Print, exactly as given, each line of the data from the line containing "For every instance of the dark" up to and including its last line.

(Photo-based referring expression data)

.....

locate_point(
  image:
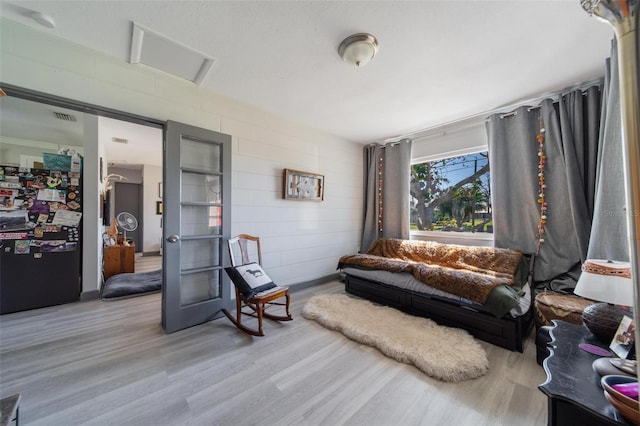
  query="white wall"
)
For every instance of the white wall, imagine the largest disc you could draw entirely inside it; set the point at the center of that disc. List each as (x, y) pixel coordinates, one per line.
(301, 241)
(151, 231)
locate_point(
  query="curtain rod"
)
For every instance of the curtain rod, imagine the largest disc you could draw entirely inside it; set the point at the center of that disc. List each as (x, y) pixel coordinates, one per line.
(479, 118)
(515, 112)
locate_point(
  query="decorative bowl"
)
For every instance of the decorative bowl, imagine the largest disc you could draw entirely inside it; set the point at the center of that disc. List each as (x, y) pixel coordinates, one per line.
(628, 407)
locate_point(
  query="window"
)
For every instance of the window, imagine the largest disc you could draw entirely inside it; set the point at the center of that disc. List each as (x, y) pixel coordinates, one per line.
(451, 195)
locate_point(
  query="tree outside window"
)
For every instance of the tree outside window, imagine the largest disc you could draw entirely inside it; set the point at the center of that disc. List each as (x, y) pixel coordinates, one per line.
(451, 195)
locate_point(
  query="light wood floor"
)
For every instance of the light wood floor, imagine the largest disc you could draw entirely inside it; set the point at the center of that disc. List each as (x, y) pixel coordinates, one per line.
(102, 363)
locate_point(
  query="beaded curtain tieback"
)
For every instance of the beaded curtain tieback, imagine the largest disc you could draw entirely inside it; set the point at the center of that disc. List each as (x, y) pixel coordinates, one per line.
(380, 203)
(541, 183)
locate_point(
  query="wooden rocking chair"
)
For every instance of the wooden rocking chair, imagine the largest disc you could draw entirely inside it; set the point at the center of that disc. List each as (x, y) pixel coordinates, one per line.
(243, 250)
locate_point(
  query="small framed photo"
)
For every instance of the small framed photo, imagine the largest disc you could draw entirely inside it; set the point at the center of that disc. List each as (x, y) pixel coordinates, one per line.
(624, 340)
(303, 186)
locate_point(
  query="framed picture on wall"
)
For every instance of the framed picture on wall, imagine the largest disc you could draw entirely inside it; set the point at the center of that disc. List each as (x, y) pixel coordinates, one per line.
(303, 186)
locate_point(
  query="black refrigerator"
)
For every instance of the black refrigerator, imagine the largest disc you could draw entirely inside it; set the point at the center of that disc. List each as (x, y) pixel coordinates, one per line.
(40, 238)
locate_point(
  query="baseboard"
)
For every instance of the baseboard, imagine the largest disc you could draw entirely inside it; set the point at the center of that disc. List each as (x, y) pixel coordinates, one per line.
(317, 281)
(89, 295)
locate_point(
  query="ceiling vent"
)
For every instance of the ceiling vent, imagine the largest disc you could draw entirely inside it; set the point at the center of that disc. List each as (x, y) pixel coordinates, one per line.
(64, 116)
(159, 52)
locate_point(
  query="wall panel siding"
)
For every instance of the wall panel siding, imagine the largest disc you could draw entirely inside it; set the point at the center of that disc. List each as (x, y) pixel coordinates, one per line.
(302, 240)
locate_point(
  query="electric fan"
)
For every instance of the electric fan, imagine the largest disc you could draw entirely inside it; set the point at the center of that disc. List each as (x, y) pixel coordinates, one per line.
(127, 222)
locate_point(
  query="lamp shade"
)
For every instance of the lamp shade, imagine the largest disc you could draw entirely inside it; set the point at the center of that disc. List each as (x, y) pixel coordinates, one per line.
(606, 281)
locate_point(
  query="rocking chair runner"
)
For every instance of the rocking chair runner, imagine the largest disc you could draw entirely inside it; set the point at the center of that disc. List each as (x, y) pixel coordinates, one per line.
(241, 252)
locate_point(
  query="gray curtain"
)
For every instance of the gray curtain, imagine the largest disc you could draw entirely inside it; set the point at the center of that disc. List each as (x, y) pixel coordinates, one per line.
(395, 159)
(372, 154)
(571, 141)
(609, 234)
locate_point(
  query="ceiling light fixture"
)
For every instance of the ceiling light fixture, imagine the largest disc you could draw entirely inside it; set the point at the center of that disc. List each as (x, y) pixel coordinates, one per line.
(358, 49)
(42, 19)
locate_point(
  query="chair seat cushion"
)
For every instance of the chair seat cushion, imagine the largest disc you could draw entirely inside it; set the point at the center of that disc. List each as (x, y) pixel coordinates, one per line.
(565, 307)
(250, 279)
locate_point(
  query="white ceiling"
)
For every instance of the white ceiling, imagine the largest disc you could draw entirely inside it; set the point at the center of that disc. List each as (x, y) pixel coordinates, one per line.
(439, 61)
(36, 122)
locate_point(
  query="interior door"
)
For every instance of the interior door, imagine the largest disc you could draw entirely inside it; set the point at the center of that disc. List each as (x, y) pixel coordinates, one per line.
(196, 209)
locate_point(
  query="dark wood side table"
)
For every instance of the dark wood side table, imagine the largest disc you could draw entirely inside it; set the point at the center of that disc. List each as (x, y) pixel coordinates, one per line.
(575, 396)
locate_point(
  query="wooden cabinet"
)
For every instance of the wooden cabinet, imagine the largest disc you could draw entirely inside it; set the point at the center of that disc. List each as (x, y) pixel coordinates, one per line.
(118, 259)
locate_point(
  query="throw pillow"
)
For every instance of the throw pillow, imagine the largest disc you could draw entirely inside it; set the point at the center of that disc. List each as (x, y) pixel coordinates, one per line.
(250, 279)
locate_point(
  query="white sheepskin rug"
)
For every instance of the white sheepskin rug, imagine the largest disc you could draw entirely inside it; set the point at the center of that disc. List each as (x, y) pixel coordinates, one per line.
(444, 353)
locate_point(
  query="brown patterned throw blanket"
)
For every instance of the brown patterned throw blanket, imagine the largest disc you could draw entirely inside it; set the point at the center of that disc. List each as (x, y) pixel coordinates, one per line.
(466, 271)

.....

→ RESULT OF THE TASK
For every instance of the dark wood side table, imagine the largest disc you could draw entirely inside it; set the point at the center of that disc. List each as (x, y) pixel coordinates, one per line.
(575, 396)
locate_point(
  query="wooden cabinet"
)
For every instance of the wooden cabinet, imagine the largest disc you could draw entirely inside it; set the point at the center of that disc. List each as (x, y) pixel coordinates, one per line.
(118, 259)
locate_point(
  query="throw pillow"
)
For every instance of the throw pillow, imagine the largest disc you could draw entirely inside it; set the point at the center of that disc. List each as (x, y) pixel coordinates, one per line.
(250, 279)
locate_point(
  query="white sheepskin rug"
)
For every instance of the white sheepskin rug, imagine the largest disc you could draw entirely inside it; set the point at the center of that disc. List each as (x, y) pixel coordinates, one per line.
(444, 353)
locate_point(
  query="brown patterned throw blanket"
)
For every instance of the brown patterned throw blanket, imagine the largest disc you could draw entirely inside it; set the point at the center of that disc. List each as (x, y) pixel coordinates, one per line.
(466, 271)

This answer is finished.